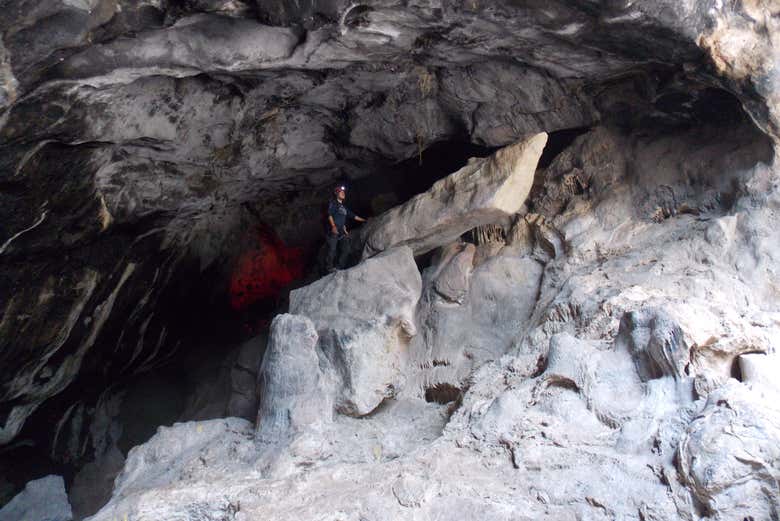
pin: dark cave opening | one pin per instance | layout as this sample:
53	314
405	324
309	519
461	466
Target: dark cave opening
396	183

********************

▶ [Task prompt]: Exact copy, no pictures: return the entries word for word.

▶ [Task output]:
pin: dark cave opening | one pin per instance | layout as this sample:
53	314
405	324
309	519
461	466
Target: dark cave opening
396	183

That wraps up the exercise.